Content starts

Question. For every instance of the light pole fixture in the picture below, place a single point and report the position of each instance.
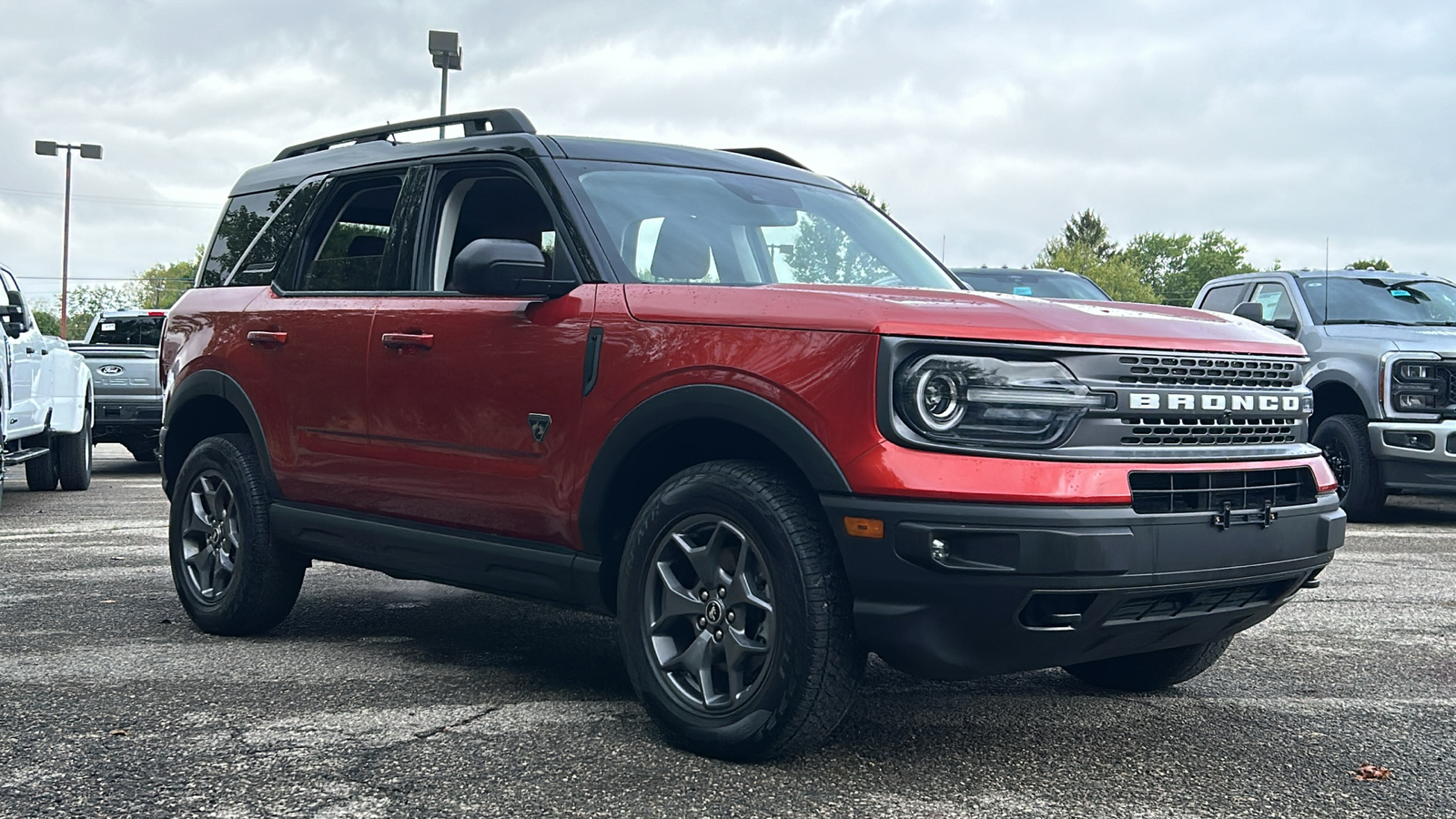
(444, 48)
(87, 150)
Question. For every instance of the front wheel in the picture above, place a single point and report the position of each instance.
(734, 614)
(1346, 443)
(1152, 669)
(229, 574)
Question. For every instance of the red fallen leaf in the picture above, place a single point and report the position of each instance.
(1370, 773)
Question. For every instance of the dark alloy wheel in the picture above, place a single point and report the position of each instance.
(710, 614)
(1346, 443)
(734, 614)
(229, 574)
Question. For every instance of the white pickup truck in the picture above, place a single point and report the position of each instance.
(46, 401)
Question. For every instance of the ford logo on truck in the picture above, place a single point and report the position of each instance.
(1215, 402)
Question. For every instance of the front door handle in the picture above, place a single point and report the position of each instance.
(267, 339)
(407, 339)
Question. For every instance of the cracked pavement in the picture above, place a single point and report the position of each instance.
(382, 697)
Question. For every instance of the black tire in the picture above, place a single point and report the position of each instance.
(1346, 443)
(73, 458)
(1154, 669)
(229, 574)
(776, 617)
(40, 472)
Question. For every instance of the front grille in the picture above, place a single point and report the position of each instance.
(1159, 493)
(1174, 370)
(1208, 601)
(1208, 431)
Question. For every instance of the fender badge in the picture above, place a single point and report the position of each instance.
(539, 424)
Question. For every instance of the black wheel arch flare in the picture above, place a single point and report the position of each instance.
(703, 402)
(217, 385)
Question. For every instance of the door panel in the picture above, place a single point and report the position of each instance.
(302, 361)
(449, 423)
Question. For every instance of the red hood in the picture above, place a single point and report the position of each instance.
(943, 314)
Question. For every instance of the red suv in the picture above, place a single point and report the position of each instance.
(732, 404)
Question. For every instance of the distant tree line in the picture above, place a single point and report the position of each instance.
(1154, 267)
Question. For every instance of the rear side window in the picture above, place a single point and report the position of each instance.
(143, 331)
(242, 220)
(267, 254)
(1222, 299)
(346, 247)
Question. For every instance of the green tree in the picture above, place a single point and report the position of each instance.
(1178, 266)
(1116, 274)
(822, 252)
(1369, 264)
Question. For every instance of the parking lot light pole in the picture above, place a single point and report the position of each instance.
(444, 48)
(87, 150)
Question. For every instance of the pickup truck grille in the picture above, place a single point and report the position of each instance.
(1239, 373)
(1208, 431)
(1161, 493)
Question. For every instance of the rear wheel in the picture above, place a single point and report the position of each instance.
(735, 615)
(1346, 445)
(229, 574)
(40, 472)
(73, 458)
(1154, 669)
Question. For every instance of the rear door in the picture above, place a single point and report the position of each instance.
(308, 336)
(473, 401)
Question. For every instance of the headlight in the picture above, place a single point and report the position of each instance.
(1419, 387)
(985, 401)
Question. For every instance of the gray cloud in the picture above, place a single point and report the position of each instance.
(986, 124)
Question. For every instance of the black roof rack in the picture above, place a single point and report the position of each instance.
(477, 124)
(768, 153)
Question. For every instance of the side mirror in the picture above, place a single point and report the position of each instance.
(1251, 310)
(506, 267)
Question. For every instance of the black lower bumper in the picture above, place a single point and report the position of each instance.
(127, 421)
(960, 591)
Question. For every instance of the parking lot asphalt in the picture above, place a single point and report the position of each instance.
(382, 697)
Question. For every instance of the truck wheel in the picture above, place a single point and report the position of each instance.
(734, 614)
(230, 576)
(40, 472)
(1154, 669)
(1346, 443)
(73, 458)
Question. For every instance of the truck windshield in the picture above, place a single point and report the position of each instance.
(1341, 299)
(691, 227)
(140, 331)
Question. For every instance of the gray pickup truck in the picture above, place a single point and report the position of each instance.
(1382, 350)
(121, 351)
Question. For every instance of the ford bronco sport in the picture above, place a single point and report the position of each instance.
(728, 402)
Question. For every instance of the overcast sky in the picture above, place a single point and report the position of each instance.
(983, 124)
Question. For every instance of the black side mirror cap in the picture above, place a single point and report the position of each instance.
(506, 267)
(1251, 310)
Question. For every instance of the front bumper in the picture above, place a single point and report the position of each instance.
(1414, 455)
(1021, 588)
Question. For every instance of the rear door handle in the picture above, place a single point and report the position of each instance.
(407, 339)
(267, 339)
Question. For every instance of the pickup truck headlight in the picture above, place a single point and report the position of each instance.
(987, 401)
(1419, 387)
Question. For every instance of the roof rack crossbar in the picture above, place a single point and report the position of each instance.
(477, 124)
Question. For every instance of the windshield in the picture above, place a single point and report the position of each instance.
(1421, 302)
(1030, 283)
(691, 227)
(142, 331)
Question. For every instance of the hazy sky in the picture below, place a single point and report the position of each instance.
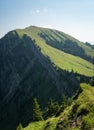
(75, 17)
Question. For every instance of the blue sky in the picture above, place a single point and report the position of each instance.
(75, 17)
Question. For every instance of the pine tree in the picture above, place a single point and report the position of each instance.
(92, 81)
(52, 108)
(37, 113)
(19, 127)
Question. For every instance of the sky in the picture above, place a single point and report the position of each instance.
(74, 17)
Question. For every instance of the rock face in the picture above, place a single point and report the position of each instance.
(26, 73)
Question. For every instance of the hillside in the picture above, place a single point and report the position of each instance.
(35, 62)
(78, 116)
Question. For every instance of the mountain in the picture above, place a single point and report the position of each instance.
(42, 63)
(78, 116)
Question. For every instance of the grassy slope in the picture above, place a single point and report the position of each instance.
(84, 102)
(59, 58)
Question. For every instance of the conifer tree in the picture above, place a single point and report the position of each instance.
(37, 113)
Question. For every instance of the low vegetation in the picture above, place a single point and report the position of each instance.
(78, 116)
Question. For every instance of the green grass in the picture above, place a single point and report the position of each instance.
(49, 124)
(84, 103)
(82, 107)
(59, 58)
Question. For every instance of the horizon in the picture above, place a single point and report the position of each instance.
(72, 17)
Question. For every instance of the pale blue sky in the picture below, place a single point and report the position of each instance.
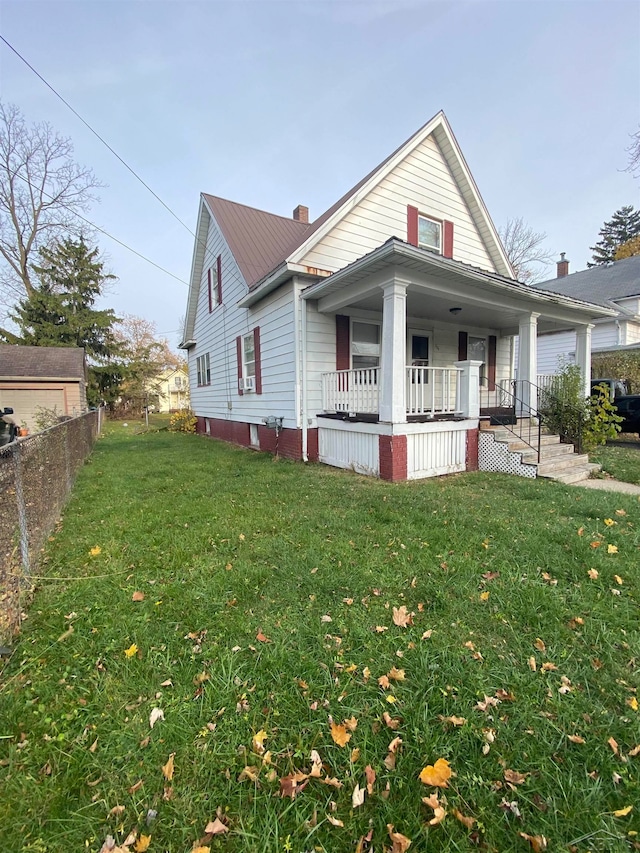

Content ends

• [Work task]
Every line of the data above should be returned exactly, with the pictures removed.

• [Answer area]
Question. For every instance of the light pole fixture in the picture below, place a single point and report the position of each instance.
(444, 48)
(87, 150)
Question. For every instance of the front wheel in the picture above, place a single point and report the position of each instance.
(734, 614)
(1346, 443)
(1152, 669)
(229, 574)
Question. For every instance of the red fallen leaf in the picture above, place a single point and report the position of each instance.
(1370, 773)
Question. For every instance of the dark alloy wheel in the picture above, place a single point and report the position of each instance.
(710, 614)
(1346, 443)
(734, 614)
(229, 574)
Question. For every instance of the white pickup truck in the picture above, place a single point and report the position of each instance.
(46, 401)
Question. For every instance of the ford logo on truck in the picture above, place a single point and report the position of each instance.
(1215, 402)
Question. For every instance of the front door handle in the picture above, place a single point and report the position of each instance.
(267, 339)
(407, 339)
Question. For every instance of the cracked pavement in the picture above, place a single point and report the position of each instance.
(382, 697)
Question. For every instance of the black tire in the picture above, place a single point and report the position of each instance.
(1346, 443)
(73, 458)
(1154, 669)
(229, 574)
(776, 617)
(40, 472)
Question. For every instance of the front grille in the picture above, place a single point and report the position of each instance.
(1159, 493)
(1174, 370)
(1208, 601)
(1208, 431)
Question. For every instance of the fender badge in the picture above, place a single point and report the position of each instance.
(539, 424)
Question. For every instance of the black wheel arch flare in the picture above, place a single point and report the position of each instance.
(703, 402)
(217, 385)
Question. For every instance of the door panel in the picture above, place a single point and report the position of each instance.
(302, 361)
(449, 423)
Question. For every instance of the red hood in the picture above, place a single point and report the position of each instance.
(943, 314)
Question. For every instance of the red suv in the picture above, place a single point and report the position of each instance.
(732, 404)
Question. For every instance of the distant tree line in the picture above, place a single point and report the position of each instance.
(1154, 267)
Question. For every instance of the rear side window in the picture above, place a single point and report the position of each instance.
(143, 331)
(242, 220)
(267, 254)
(1222, 299)
(346, 247)
Question. For every instance of the green tree in the picture above, place a single point and report the position of each instance.
(1178, 266)
(1116, 274)
(822, 252)
(1369, 264)
Question. For every instance of the parking lot light pole in the picture above, place a single point and report the position of each instance.
(444, 48)
(87, 150)
Question. For every instance of the pickup truck grille in the picture above, place a single point and report the position of each instance.
(1239, 373)
(1208, 431)
(1161, 493)
Question. For every instance of the rear wheel in the picture above, place a single point and report the position of each instance.
(735, 615)
(1346, 445)
(229, 574)
(40, 472)
(73, 458)
(1154, 669)
Question. For every instance of the rear door in the picture above, place a single point and report the position of each instance.
(308, 336)
(473, 401)
Question. For every instance of the headlight in the picture above, place a single point and report the position of each instance.
(1419, 387)
(985, 401)
Question. For every instance of the gray cloud in the picture above, place a single point and report the position of each instance.
(986, 124)
Question. For every instance of the black roof rack in the picture above, place a single point and report the position of each instance.
(477, 124)
(768, 153)
Question. For every instance of the side mirror in the picture above, place a single point and report the position of each instance.
(1251, 310)
(506, 267)
Question. For every instance of the black lower bumper in the picture above, place a single point and report the position of each instance.
(127, 421)
(960, 591)
Question. For every instance of the parking lot asphalt in the picture above, place a single point and report the position of each instance.
(382, 697)
Question. For every instance of the truck wheel in the picture above, place a single point and report the position of each instance.
(734, 614)
(230, 576)
(40, 472)
(1154, 669)
(1346, 443)
(73, 458)
Question. For every instance of the truck windshield in the picture above, place a single point and report the position of each instance.
(1341, 299)
(691, 227)
(140, 331)
Question. For every instance of the gray pickup truck in the picture above, place a single point and report the position of each instance.
(1382, 350)
(121, 351)
Question. For every instance of the ford bronco sport in the picture above, place a single point and report the position of each instance.
(728, 402)
Question. For every instance of the overcast sky in the picture above, place a single point and report the position of each instance.
(983, 124)
Question. For every instance of the black side mirror cap in the picture above, place a single point and report the position of each instance.
(506, 267)
(1251, 310)
Question. For every instance of the front bumper in the picture above, place a single point and report the position of each instance.
(1414, 455)
(1021, 588)
Question. For every instance of the rear door handle in the picture above, place a single point and report the position of each instance.
(407, 339)
(267, 339)
Question. For every instance of the pickup truck headlight in the picture above, place a single point and report the position of each instance.
(987, 401)
(1419, 387)
Question. For every instance of the roof rack crossbar in the picture above, place a single point and report the position of each instance.
(477, 124)
Question. For every instance of the windshield in the picture above, place a single point and report the position of each instance.
(1421, 302)
(1030, 283)
(691, 227)
(142, 331)
Question. For every instance of the hazy sky in the picture below, place a single point and report the position of each instance.
(75, 17)
Question. For every instance of the blue sky in the picture above, place a single point and report the position of each instance.
(75, 17)
Question. For every instance of the pine tree in the picture above, place a single point and report the position of each instance.
(92, 81)
(52, 108)
(37, 113)
(19, 127)
Question. For every instance of the sky in the picture above, place a single point and report the position of each instance.
(74, 17)
Question. For every instance of the rock face in the picture above, place a single point and report the position of each instance.
(26, 73)
Question. For every instance of the hillside in the picture above, place a single point and report the position of each instance.
(35, 62)
(78, 116)
Question. For every instance of the mountain in the picture above, place a single point and report the position of each instance.
(42, 63)
(78, 116)
Question. For every instance of the grassy slope in the picture above, place a single point and report the position of each instance.
(84, 102)
(59, 58)
Question. For every instance of the conifer tree in the picture above, place a single point and report the position of each instance.
(37, 113)
Question. For every instance of the low vegetation in the picture above, place a single point and report the position of each instance.
(78, 116)
Question. For every instance of the green grass in the picture above, place a single point and report the position of each instance.
(49, 124)
(84, 103)
(82, 107)
(59, 58)
Question. For every instance of the horizon in the picture above, place a single point and report the position of each instance.
(72, 17)
Question. For every instance of the pale blue sky in the picture below, place a single point and report the position of each instance.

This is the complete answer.